SOURCE TEXT
When developing a strategy to help your offshore wind farm employees stay on the job in their physically demanding positions, you’ll have to put careful thought into how to keep them safe and healthy.
The work environment of offshore wind farms is challenging due to the remote location and physical demands of scaling the wind turbines, It creates unique problems for employers looking to keep workers safe, healthy, and productive.
Health and Safety Concerns on Wind Farms
These challenges are often overlooked and make it necessary to provide specialized medical support, including rescue services. You’ll want to address these areas when ensuring the health and safety of your workforce.
Limited Space to Administer Care
Because employees may need medical attention on a turbine, moving them to a clinic may not be possible. Your medical team must be skilled and experienced enough to deliver care from a kit carried with them on their person.
Physical Demands of the Job
Due to the physical demands of climbing a turbine, fitness screening standards for all employees, including medics, are a must. Medics require additional ropes rescue training in the event they need to lower an injured worker from a turbine.

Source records
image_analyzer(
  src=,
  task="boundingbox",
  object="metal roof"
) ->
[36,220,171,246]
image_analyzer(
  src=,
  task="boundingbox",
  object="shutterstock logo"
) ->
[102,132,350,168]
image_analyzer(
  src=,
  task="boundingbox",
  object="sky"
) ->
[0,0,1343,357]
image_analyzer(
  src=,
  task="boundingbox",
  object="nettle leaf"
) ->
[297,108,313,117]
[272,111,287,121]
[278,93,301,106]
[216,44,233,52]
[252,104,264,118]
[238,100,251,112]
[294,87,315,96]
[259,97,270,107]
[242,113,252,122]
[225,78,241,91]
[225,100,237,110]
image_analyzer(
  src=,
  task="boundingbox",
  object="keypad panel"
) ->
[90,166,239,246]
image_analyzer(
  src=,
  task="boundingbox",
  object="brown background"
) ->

ACTIVITY LIST
a) Print the part of the wind farm safety text that begins at the words "When developing a" and stops after "healthy, and productive.".
b) According to the wind farm safety text, why must the medical team be able to deliver care from a kit carried on their person? Answer in one to three sentences.
c) Decide whether each statement agrees with the wind farm safety text, answering yes or no and quoting the words that decide it: (i) Fitness screening standards apply to medics as well as other employees. (ii) Medics need no training beyond what other employees receive. (iii) The text describes these health and safety challenges as widely recognized.

LIST OF ANSWERS
a)
When developing a strategy to help your offshore wind farm employees stay on the job in their physically demanding positions, you’ll have to put careful thought into how to keep them safe and healthy.
The work environment of offshore wind farms is challenging due to the remote location and physical demands of scaling the wind turbines, It creates unique problems for employers looking to keep workers safe, healthy, and productive.

b) Employees may need medical attention while on a turbine, and moving them to a clinic may not be possible. The medical team therefore has to be skilled enough to treat them on the spot with a kit they carry.

c)
(i) Yes: "fitness screening standards for all employees, including medics, are a must."
(ii) No: "Medics require additional ropes rescue training in the event they need to lower an injured worker from a turbine."
(iii) No: "These challenges are often overlooked"